Набор задач —
1/ Откуда, согласно отрывку, еврейские кочевники переместились на окраины Сирии?
2/ Пожалуйста, найдите в списке все строки со словом «sneaker» и перепишите их.

Отрывок для чтения —

........

Но духовное открытие монотеизма как проявление человеческой доблести превзошло физическое открытие Атлантики. Оно явилось подвигом сирийской общины, выброшенной на берег [потоком] Völkerwanderung [переселения народов] в природную среду — даже еще менее привлекательную, чем финикийский берег, — на холмистую местность колен Ефрема и Иуды. Вероятно, этот покрытый лесами худосочный холмистый клочок оставался незанятым до тех пор, пока его не заселил авангард еврейских кочевников, переместившихся на окраины Сирии из Северо-Аравийской степи в XIV в. до н. э. и позднее, на протяжении междуцарствия, последовавшего за закатом Нового царства в Египте. Здесь из скотоводов-кочевников они превратились в оседлых земледельцев, обрабатывавших каменистую почву, и здесь они жили в безвестности до тех пор, пока не наступил зенит сирийской цивилизации. Уже в V в. до н. э., в эпоху, когда все великие пророки сказали свое слово, само название «Израиль» было неизвестно Геродоту, а земля Израиля в геродотовской панораме сирийского мира была еще заслонена землей Палестины. Он пишет о «земле филистимлян»{46},[212] — и Филистиимом, или Палестиной, она остается до наших дней.

........

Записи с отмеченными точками
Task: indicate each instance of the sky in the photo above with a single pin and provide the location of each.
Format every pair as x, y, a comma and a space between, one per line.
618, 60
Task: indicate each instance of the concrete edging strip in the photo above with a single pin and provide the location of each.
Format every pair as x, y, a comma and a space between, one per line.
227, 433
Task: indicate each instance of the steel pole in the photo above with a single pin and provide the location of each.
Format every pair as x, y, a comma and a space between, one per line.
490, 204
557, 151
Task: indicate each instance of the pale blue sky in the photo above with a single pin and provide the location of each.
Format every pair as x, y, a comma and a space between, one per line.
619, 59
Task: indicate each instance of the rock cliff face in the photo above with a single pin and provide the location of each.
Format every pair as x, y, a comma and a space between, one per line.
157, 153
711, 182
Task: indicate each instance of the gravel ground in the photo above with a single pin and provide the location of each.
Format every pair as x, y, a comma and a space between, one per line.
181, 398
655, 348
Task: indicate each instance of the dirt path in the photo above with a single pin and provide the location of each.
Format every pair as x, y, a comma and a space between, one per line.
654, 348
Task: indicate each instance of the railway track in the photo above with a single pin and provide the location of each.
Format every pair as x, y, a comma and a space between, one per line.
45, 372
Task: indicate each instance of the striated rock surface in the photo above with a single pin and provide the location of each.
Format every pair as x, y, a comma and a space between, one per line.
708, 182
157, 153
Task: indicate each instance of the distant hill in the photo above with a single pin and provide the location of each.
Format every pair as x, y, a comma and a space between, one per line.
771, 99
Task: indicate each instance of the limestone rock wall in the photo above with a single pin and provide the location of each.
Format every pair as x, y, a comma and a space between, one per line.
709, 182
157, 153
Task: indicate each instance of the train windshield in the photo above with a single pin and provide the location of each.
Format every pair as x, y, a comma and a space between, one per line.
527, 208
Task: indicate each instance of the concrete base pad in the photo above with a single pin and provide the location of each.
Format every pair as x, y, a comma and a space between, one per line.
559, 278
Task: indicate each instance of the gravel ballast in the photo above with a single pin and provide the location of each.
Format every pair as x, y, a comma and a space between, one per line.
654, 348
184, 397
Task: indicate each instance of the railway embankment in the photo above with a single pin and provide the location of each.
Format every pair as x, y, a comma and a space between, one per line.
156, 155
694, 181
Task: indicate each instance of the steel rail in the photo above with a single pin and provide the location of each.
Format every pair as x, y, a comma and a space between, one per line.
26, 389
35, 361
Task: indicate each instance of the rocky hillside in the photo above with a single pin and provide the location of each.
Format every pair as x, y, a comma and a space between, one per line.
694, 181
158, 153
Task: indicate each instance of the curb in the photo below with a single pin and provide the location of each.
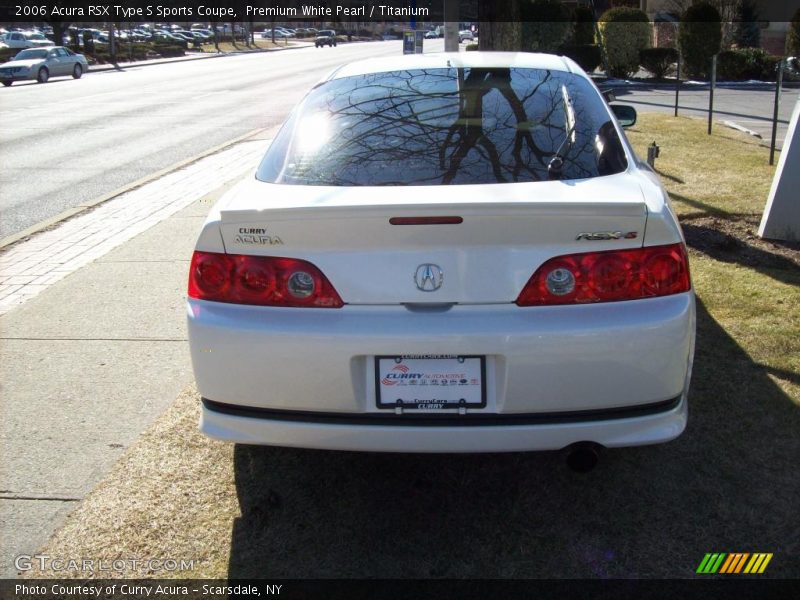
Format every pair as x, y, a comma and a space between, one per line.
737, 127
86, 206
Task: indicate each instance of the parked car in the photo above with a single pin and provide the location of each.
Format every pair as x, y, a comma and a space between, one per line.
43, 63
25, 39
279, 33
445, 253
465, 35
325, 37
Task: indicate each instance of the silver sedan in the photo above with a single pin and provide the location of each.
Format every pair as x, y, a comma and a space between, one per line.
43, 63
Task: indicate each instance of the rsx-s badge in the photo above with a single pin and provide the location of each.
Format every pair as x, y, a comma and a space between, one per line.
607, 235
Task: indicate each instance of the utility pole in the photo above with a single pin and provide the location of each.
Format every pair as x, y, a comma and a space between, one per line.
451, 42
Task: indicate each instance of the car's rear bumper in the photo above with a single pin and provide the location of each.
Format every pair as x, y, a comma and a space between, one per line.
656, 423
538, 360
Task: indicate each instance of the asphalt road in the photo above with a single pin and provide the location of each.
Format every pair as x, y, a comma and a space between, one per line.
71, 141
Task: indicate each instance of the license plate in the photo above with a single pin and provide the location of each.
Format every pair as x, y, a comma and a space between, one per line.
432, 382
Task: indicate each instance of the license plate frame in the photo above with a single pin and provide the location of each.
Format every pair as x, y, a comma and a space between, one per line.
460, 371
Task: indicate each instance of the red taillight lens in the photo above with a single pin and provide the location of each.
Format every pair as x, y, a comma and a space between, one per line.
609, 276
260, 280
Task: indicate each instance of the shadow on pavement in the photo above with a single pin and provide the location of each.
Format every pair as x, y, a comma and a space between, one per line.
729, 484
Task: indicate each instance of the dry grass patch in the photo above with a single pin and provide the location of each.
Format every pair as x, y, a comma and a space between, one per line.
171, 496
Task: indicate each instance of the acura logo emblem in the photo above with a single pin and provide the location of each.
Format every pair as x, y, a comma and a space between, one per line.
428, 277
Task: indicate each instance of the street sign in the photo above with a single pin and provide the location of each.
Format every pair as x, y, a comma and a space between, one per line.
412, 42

........

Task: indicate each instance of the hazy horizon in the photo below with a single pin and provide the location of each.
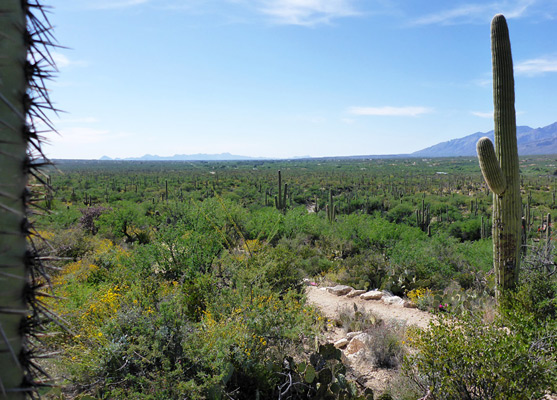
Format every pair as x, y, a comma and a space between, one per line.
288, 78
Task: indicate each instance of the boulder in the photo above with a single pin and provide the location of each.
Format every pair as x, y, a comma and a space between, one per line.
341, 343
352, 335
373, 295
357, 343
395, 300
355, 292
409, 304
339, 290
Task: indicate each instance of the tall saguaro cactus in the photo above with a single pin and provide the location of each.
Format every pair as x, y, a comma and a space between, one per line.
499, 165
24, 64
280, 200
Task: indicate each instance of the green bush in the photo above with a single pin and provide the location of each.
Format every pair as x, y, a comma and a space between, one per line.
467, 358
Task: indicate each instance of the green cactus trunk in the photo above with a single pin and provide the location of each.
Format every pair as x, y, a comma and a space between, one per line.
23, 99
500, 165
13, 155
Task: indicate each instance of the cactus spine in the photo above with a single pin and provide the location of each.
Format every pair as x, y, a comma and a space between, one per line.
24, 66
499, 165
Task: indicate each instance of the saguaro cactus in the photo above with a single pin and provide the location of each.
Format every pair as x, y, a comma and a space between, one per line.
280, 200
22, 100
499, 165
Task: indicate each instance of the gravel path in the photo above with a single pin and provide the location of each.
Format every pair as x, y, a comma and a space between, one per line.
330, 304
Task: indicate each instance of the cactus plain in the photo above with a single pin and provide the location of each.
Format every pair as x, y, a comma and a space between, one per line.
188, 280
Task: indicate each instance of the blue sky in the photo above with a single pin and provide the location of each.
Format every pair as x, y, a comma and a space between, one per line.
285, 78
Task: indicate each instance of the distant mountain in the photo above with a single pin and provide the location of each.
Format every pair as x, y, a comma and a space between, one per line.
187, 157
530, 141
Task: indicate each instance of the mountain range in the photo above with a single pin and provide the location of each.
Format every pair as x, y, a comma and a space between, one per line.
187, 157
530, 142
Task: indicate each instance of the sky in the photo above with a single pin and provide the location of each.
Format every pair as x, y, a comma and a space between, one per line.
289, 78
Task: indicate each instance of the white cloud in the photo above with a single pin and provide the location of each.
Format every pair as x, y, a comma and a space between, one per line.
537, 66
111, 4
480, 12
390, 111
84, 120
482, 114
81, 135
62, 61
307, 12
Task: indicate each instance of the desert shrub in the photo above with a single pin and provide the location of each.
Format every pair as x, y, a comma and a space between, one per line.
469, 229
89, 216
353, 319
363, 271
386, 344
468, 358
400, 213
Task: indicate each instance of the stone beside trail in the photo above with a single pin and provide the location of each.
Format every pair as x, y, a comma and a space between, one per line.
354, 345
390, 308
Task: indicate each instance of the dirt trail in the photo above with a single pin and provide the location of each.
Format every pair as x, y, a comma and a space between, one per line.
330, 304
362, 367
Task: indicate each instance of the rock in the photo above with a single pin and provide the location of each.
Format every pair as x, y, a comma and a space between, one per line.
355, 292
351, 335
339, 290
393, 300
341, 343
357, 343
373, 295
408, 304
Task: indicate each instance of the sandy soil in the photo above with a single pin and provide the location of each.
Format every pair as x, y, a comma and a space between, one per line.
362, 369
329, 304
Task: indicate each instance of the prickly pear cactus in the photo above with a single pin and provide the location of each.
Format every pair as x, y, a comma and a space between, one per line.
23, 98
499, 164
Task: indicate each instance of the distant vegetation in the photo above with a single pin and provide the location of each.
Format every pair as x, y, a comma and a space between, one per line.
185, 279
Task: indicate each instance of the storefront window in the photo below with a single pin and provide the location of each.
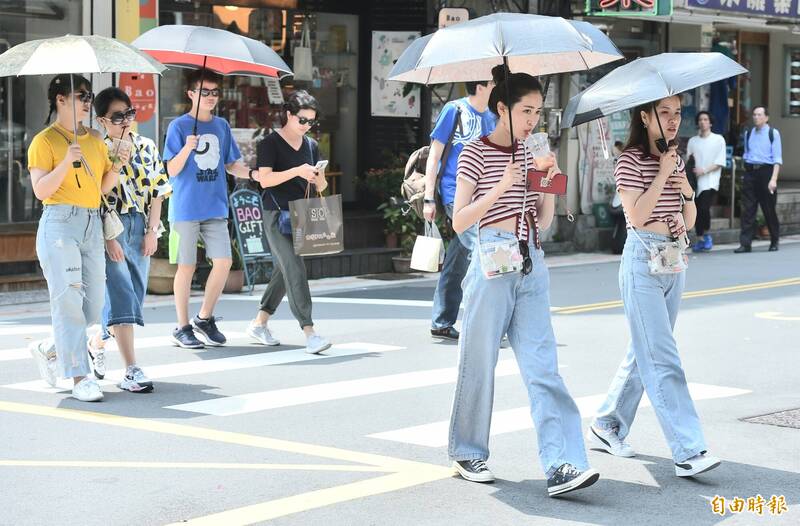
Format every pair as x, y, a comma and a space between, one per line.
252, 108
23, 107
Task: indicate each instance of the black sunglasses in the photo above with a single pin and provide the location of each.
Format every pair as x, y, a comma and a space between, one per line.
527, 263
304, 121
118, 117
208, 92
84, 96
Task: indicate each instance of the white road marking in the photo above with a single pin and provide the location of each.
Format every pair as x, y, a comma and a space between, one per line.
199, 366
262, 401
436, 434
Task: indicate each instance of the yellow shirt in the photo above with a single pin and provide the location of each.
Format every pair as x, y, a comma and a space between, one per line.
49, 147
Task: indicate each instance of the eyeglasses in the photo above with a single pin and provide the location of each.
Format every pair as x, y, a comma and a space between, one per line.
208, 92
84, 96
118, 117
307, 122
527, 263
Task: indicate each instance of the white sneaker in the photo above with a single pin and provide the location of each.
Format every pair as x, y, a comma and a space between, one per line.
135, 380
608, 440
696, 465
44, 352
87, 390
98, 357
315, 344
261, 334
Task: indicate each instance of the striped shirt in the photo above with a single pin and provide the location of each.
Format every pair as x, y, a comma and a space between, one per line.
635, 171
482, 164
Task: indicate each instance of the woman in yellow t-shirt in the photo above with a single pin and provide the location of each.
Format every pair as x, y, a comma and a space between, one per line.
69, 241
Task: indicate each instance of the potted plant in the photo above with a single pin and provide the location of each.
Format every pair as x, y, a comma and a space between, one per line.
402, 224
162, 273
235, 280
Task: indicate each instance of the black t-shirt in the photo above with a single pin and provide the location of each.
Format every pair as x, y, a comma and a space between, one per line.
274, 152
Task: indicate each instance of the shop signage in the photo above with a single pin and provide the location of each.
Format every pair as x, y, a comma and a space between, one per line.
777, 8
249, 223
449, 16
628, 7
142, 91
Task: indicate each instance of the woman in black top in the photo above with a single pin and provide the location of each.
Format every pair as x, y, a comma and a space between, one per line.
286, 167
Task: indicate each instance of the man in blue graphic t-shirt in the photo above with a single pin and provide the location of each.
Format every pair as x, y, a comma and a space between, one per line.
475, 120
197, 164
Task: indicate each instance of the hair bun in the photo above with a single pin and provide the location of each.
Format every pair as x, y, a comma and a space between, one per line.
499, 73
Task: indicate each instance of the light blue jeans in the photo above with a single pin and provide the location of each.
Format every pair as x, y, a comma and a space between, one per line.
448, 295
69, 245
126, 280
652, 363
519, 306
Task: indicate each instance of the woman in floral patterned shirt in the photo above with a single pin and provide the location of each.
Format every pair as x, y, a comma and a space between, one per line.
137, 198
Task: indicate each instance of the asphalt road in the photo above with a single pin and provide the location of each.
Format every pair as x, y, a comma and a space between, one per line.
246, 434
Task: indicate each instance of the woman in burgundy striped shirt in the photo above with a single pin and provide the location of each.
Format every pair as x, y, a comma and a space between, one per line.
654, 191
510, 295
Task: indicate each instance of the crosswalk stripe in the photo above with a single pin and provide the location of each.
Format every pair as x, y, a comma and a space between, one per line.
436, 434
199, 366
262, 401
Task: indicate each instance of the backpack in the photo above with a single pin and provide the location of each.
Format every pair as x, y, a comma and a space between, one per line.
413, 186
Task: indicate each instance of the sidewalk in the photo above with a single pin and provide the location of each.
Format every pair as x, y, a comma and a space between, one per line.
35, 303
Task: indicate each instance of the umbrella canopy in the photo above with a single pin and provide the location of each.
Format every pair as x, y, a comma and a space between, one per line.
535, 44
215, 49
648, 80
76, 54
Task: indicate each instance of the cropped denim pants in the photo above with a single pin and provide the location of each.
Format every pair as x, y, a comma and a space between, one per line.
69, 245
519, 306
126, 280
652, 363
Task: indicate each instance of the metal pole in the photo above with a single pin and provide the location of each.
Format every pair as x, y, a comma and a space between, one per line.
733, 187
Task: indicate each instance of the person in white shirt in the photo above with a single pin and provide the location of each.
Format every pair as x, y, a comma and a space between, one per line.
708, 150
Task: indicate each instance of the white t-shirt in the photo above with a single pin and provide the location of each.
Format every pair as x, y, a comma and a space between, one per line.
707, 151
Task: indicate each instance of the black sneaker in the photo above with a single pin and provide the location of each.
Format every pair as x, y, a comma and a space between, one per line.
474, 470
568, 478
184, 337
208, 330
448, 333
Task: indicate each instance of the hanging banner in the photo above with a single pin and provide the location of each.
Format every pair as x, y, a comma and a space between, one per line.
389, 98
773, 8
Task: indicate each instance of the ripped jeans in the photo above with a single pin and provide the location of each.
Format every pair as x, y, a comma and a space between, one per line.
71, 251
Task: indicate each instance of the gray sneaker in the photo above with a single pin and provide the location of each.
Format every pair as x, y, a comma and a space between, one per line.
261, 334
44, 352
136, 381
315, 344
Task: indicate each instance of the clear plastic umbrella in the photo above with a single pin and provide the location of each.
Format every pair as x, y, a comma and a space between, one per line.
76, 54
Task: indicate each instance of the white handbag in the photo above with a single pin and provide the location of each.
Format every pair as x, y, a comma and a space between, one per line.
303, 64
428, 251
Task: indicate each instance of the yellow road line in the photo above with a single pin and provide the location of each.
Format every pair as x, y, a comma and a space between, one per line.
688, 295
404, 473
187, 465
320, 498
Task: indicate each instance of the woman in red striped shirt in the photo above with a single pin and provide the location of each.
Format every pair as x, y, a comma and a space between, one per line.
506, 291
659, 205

........

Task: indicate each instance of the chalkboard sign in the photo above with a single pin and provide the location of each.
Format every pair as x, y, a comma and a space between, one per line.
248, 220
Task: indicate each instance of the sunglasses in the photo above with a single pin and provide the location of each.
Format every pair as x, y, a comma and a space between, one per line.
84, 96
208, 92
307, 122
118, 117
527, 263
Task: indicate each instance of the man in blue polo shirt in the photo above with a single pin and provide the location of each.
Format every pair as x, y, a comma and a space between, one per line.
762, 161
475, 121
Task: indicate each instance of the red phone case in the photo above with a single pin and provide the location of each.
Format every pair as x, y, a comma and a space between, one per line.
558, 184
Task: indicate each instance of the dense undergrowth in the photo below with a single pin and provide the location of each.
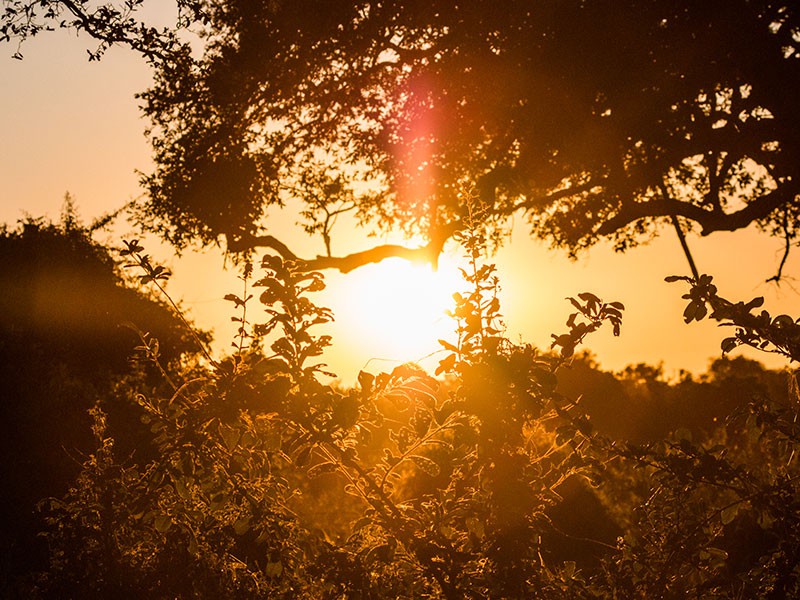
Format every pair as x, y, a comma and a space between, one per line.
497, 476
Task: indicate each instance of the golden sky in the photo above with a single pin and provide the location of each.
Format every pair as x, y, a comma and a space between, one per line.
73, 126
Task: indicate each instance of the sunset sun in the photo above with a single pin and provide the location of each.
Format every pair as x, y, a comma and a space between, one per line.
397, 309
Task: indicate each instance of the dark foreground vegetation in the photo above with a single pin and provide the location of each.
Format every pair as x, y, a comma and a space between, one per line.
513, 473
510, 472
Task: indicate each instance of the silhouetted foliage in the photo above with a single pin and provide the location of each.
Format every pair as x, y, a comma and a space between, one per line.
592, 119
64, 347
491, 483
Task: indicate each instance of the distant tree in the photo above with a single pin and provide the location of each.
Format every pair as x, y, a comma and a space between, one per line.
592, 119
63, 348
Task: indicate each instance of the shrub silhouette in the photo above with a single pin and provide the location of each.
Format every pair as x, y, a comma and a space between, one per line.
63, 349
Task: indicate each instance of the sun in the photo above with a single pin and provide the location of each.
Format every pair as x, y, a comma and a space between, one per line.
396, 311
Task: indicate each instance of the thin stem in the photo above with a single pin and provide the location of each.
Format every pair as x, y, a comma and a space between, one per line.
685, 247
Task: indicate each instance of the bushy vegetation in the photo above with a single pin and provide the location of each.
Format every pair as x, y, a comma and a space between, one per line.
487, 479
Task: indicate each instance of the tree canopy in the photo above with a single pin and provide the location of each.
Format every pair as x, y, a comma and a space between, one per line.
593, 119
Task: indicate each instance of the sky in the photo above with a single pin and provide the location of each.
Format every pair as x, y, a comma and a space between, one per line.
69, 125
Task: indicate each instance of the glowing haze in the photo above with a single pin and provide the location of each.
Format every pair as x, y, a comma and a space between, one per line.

........

Письменные ответы —
1/ Из Северо-Аравийской степи.

2/
Task: indicate each instance of the white sneaker in the photo above with a single pin and provide the location of each.
Task: indicate each instance of the black sneaker in the photo above with a single pin and provide the location of each.
Task: indicate each instance of the gray sneaker in the photo above with a single pin and provide the location of each.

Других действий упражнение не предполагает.